— start of DATA TO PROCESS —

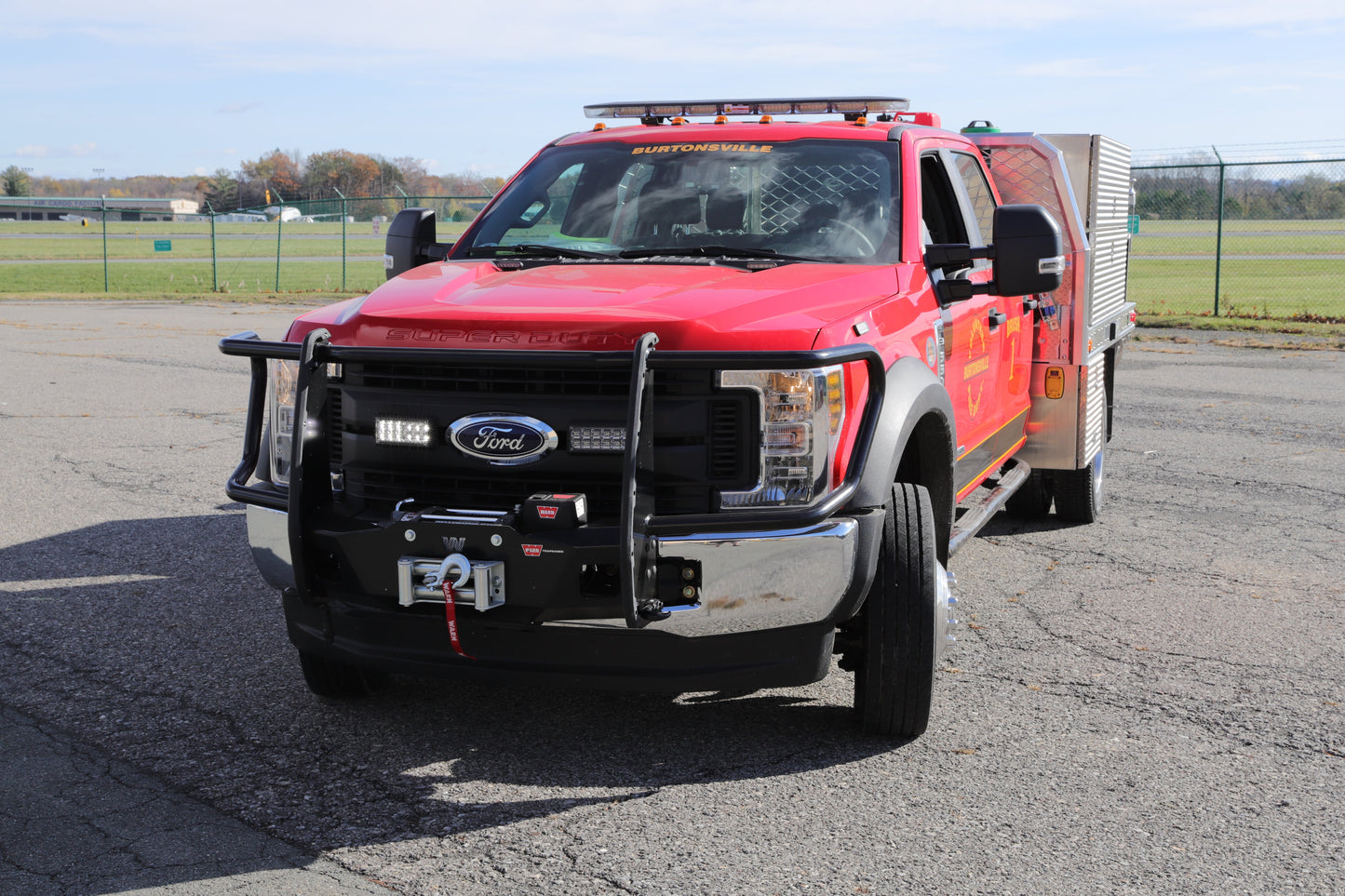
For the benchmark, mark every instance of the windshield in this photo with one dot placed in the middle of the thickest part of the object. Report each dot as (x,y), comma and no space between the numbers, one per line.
(807,199)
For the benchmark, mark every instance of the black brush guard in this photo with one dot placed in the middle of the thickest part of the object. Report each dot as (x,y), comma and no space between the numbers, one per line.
(310,491)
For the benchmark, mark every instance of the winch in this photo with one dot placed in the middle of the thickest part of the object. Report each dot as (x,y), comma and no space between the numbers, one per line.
(475,582)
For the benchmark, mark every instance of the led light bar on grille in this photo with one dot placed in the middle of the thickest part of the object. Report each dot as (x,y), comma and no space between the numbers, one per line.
(598,439)
(787,106)
(396,431)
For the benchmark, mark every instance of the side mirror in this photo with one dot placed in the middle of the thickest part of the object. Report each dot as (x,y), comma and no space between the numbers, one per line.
(1029,255)
(410,241)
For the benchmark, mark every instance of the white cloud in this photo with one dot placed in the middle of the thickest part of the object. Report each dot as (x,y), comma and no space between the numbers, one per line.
(41,151)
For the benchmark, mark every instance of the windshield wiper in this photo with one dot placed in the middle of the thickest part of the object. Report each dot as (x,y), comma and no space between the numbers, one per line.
(713,250)
(537,249)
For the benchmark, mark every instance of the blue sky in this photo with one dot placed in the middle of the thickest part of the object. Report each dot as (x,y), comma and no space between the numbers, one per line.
(138,87)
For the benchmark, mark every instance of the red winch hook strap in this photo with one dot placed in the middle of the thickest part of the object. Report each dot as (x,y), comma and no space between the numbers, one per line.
(451,611)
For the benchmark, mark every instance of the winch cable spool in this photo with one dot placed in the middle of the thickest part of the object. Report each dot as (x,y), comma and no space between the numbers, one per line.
(450,606)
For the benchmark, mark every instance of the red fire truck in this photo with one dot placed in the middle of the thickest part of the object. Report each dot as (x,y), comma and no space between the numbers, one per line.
(695,404)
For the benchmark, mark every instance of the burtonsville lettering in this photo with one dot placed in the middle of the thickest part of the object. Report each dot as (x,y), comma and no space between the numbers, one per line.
(704,147)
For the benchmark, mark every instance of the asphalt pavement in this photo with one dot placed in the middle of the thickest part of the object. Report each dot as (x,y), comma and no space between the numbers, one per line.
(1150,703)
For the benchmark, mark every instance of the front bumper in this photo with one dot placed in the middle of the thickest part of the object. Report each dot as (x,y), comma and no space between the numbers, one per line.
(748,580)
(679,603)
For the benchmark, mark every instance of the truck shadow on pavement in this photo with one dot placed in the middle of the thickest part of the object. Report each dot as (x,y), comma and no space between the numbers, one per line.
(155,642)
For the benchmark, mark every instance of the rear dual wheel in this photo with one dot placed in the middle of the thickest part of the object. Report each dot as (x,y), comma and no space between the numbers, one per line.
(1079,491)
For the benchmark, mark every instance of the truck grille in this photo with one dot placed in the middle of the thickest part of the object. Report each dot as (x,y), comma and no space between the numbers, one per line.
(703,441)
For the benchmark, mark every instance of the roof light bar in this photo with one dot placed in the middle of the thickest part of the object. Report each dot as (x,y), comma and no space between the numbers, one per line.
(795,106)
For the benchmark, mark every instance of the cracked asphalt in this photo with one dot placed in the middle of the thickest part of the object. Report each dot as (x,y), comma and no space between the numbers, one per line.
(1150,703)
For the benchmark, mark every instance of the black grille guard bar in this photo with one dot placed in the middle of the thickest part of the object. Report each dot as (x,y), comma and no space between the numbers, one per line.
(310,483)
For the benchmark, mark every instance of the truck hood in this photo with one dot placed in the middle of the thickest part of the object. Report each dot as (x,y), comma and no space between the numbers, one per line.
(605,307)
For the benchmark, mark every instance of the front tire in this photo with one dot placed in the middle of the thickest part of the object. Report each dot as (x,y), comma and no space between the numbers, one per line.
(900,628)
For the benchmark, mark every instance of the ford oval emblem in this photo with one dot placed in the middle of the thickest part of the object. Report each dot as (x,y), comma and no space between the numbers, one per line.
(502,439)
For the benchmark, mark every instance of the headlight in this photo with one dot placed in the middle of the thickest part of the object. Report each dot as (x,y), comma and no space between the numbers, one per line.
(284,382)
(801,412)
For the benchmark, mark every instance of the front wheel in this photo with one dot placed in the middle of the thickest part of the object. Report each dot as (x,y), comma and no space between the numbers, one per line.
(903,623)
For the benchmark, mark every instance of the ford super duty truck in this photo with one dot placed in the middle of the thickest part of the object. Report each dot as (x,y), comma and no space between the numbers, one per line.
(695,404)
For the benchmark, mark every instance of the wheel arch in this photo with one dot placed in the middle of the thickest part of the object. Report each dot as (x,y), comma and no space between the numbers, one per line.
(913,441)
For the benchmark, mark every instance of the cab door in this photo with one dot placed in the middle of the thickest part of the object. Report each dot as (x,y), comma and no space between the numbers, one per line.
(984,334)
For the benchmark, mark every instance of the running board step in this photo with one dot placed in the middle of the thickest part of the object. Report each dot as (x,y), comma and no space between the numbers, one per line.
(985,502)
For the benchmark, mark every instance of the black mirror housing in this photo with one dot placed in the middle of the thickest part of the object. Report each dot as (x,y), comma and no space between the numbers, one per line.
(1029,255)
(410,241)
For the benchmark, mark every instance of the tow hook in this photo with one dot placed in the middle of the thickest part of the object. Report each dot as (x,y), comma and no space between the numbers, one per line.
(477,582)
(943,611)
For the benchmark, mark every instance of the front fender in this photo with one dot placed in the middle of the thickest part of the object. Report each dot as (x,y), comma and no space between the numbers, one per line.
(915,441)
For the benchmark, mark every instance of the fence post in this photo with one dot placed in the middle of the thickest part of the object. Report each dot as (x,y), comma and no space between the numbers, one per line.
(1218,233)
(102,202)
(214,255)
(342,238)
(280,225)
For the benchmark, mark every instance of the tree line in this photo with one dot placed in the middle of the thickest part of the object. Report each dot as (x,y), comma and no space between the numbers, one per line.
(275,178)
(1191,194)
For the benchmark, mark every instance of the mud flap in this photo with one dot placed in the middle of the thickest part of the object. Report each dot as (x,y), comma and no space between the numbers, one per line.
(639,573)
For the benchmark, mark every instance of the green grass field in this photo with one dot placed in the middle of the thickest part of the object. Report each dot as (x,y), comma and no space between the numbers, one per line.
(1172,269)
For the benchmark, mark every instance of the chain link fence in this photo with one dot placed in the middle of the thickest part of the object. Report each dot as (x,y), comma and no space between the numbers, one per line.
(1241,238)
(61,247)
(1211,237)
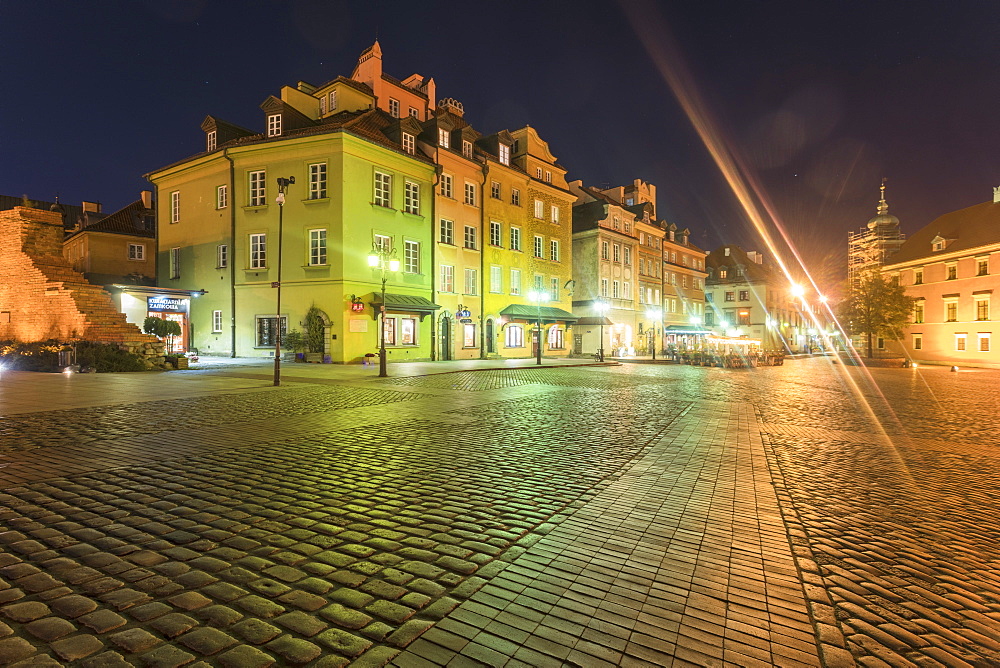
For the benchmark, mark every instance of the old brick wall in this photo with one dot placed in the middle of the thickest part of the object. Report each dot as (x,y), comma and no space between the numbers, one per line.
(42,297)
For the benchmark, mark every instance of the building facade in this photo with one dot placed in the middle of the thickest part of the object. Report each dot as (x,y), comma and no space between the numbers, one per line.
(951,268)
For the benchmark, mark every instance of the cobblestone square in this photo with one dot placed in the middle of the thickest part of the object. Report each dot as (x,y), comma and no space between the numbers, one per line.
(632,515)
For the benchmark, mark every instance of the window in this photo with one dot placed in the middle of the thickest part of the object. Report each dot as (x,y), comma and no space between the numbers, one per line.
(496,233)
(266,329)
(514,337)
(258,251)
(317,247)
(383,189)
(317,180)
(273,125)
(447,278)
(258,188)
(411,202)
(983,309)
(411,257)
(175,206)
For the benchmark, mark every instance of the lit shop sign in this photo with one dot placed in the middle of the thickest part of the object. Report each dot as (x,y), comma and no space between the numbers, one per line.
(167,304)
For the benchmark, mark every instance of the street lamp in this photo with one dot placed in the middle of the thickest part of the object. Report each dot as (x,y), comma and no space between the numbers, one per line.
(601,307)
(283,184)
(538,297)
(383,259)
(655,314)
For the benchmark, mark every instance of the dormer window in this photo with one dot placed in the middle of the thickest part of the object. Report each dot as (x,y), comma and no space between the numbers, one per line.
(274,125)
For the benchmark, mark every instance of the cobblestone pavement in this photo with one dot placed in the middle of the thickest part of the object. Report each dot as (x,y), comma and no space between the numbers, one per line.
(642,515)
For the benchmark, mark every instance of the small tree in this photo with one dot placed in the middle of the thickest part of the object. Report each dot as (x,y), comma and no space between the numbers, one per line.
(876,306)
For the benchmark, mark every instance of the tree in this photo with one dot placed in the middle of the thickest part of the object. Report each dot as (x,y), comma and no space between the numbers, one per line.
(876,305)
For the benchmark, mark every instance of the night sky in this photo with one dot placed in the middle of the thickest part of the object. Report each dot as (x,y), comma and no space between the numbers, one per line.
(817,100)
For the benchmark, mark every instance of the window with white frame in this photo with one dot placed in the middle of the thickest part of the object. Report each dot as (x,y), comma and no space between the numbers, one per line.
(411,202)
(273,125)
(175,206)
(317,180)
(258,251)
(447,278)
(317,247)
(411,257)
(447,231)
(496,233)
(383,189)
(258,188)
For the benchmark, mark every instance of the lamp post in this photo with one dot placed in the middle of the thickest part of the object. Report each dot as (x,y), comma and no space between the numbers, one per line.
(655,314)
(283,184)
(383,259)
(538,296)
(601,307)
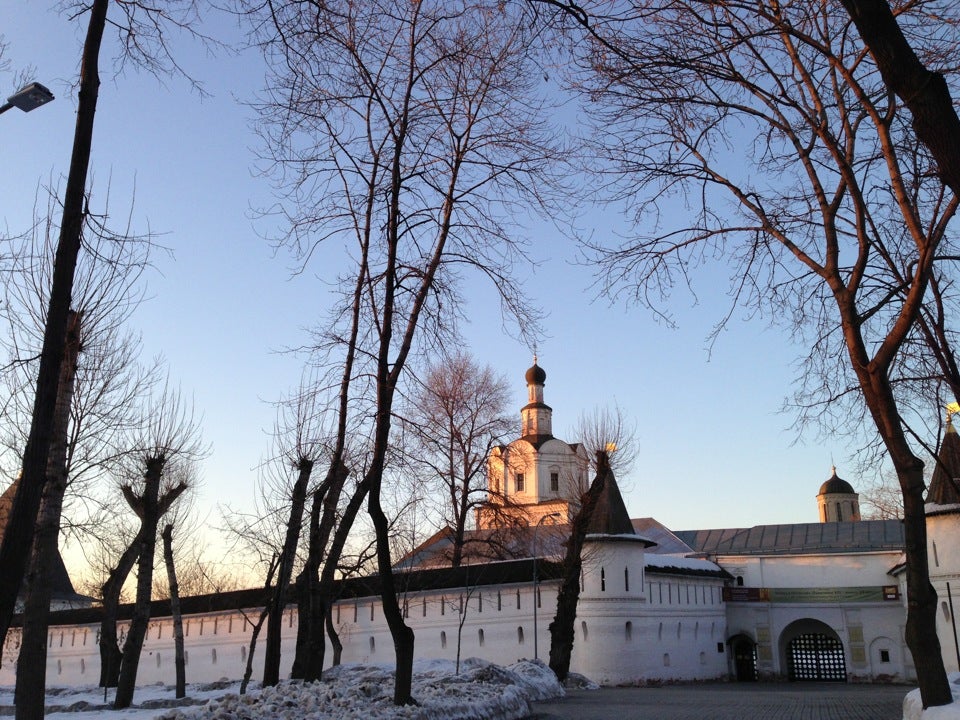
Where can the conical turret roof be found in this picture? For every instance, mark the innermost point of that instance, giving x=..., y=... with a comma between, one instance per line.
x=610, y=516
x=946, y=475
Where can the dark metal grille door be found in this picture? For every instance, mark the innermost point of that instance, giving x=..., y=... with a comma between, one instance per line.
x=816, y=657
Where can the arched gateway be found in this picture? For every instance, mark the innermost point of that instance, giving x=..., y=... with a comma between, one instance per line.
x=812, y=650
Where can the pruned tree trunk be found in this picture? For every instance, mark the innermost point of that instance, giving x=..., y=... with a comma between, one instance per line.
x=402, y=634
x=323, y=602
x=561, y=628
x=141, y=611
x=18, y=535
x=31, y=686
x=110, y=653
x=271, y=662
x=257, y=626
x=175, y=614
x=309, y=604
x=334, y=639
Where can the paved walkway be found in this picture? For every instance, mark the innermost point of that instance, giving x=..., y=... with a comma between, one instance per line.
x=730, y=701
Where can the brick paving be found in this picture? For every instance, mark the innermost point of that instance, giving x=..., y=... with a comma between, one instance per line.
x=730, y=701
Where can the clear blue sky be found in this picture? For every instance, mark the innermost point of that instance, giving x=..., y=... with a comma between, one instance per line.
x=713, y=449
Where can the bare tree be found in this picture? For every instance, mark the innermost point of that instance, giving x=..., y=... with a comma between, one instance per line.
x=18, y=536
x=924, y=91
x=301, y=431
x=175, y=614
x=170, y=436
x=424, y=133
x=456, y=415
x=561, y=627
x=141, y=27
x=835, y=222
x=99, y=377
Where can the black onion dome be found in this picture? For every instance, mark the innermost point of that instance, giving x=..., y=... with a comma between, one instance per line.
x=536, y=375
x=836, y=486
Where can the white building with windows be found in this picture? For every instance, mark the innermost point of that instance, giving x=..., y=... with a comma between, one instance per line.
x=807, y=601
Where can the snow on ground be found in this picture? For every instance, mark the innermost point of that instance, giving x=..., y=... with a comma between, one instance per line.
x=482, y=691
x=913, y=707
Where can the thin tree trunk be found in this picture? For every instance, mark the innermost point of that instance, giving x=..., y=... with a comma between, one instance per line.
x=31, y=686
x=309, y=608
x=403, y=637
x=18, y=536
x=921, y=630
x=561, y=628
x=324, y=597
x=127, y=681
x=110, y=654
x=334, y=639
x=175, y=614
x=271, y=663
x=924, y=92
x=252, y=649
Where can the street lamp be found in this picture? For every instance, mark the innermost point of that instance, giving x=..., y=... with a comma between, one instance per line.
x=28, y=98
x=536, y=594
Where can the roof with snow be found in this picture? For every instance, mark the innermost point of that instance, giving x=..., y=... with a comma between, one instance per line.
x=798, y=539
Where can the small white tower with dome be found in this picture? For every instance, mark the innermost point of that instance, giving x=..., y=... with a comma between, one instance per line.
x=536, y=474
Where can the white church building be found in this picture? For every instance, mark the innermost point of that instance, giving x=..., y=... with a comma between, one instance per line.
x=809, y=601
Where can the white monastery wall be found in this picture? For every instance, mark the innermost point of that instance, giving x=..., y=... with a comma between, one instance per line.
x=619, y=639
x=832, y=570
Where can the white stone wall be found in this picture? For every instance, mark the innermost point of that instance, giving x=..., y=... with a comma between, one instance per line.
x=943, y=539
x=809, y=570
x=664, y=641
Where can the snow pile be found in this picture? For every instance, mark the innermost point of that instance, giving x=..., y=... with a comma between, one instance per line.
x=913, y=706
x=482, y=691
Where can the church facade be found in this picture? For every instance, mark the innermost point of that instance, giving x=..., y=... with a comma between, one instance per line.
x=807, y=601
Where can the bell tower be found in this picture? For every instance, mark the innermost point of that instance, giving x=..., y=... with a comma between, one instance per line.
x=536, y=474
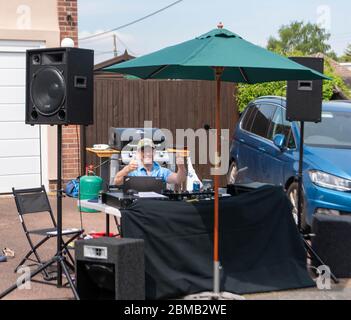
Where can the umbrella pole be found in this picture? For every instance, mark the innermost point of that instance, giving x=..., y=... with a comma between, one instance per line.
x=216, y=263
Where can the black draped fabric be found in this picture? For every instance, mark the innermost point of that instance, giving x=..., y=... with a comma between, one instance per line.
x=260, y=247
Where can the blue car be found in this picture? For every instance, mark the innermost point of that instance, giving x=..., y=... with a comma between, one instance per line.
x=265, y=149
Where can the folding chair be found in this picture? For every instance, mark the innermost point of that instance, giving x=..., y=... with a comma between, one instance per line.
x=34, y=201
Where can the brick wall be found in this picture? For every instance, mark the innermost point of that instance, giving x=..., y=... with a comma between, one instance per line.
x=68, y=22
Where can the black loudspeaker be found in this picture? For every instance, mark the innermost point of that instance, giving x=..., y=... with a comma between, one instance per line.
x=333, y=242
x=59, y=86
x=110, y=269
x=304, y=97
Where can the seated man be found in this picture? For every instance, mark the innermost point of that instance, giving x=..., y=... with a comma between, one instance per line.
x=148, y=167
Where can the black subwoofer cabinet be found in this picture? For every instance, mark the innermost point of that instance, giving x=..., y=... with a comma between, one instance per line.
x=59, y=86
x=110, y=269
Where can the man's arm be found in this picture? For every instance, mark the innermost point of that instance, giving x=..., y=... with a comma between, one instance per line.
x=119, y=177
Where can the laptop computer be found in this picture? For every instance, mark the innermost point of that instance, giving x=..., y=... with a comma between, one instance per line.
x=143, y=184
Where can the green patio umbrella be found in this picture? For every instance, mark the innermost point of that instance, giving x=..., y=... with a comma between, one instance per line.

— end of DATA TO PROCESS —

- [EXERCISE BRIEF]:
All lines from the one containing "Where can the black loudspeaker" through the final line of the listing above are to be reproduced exactly; include both and add nothing.

- [ANSWER]:
Where can the black loudspeaker be found in this picture? For every instance, mark the innermost point of that instance, giving x=..., y=... with a comma between, one instance per line.
x=333, y=242
x=59, y=86
x=110, y=269
x=304, y=97
Where can the seated man be found in this picture? For every instance, mark the innermost point of that instance, giving x=..., y=... with a comma between, one instance per line.
x=148, y=167
Where can the black subwoofer cabinet be found in this picture? For every instance, mark the innermost point of that instance, giving x=..., y=... with a comma between, one instance per line.
x=59, y=86
x=110, y=269
Where can the man's arm be found in this picture? For every instance, mark the innermost point of that instance, giving x=..., y=... with a comma between, one instance per line.
x=119, y=177
Where can the laptop computer be found in this picture? For every instance, mark the innermost point of that instance, giving x=..., y=... with a comma between, one instance per line.
x=143, y=184
Where can the green patio umbrella be found in this picture? For every instance, mark the innermost point of that instance, giving x=..., y=... with a comma between, one instance per line.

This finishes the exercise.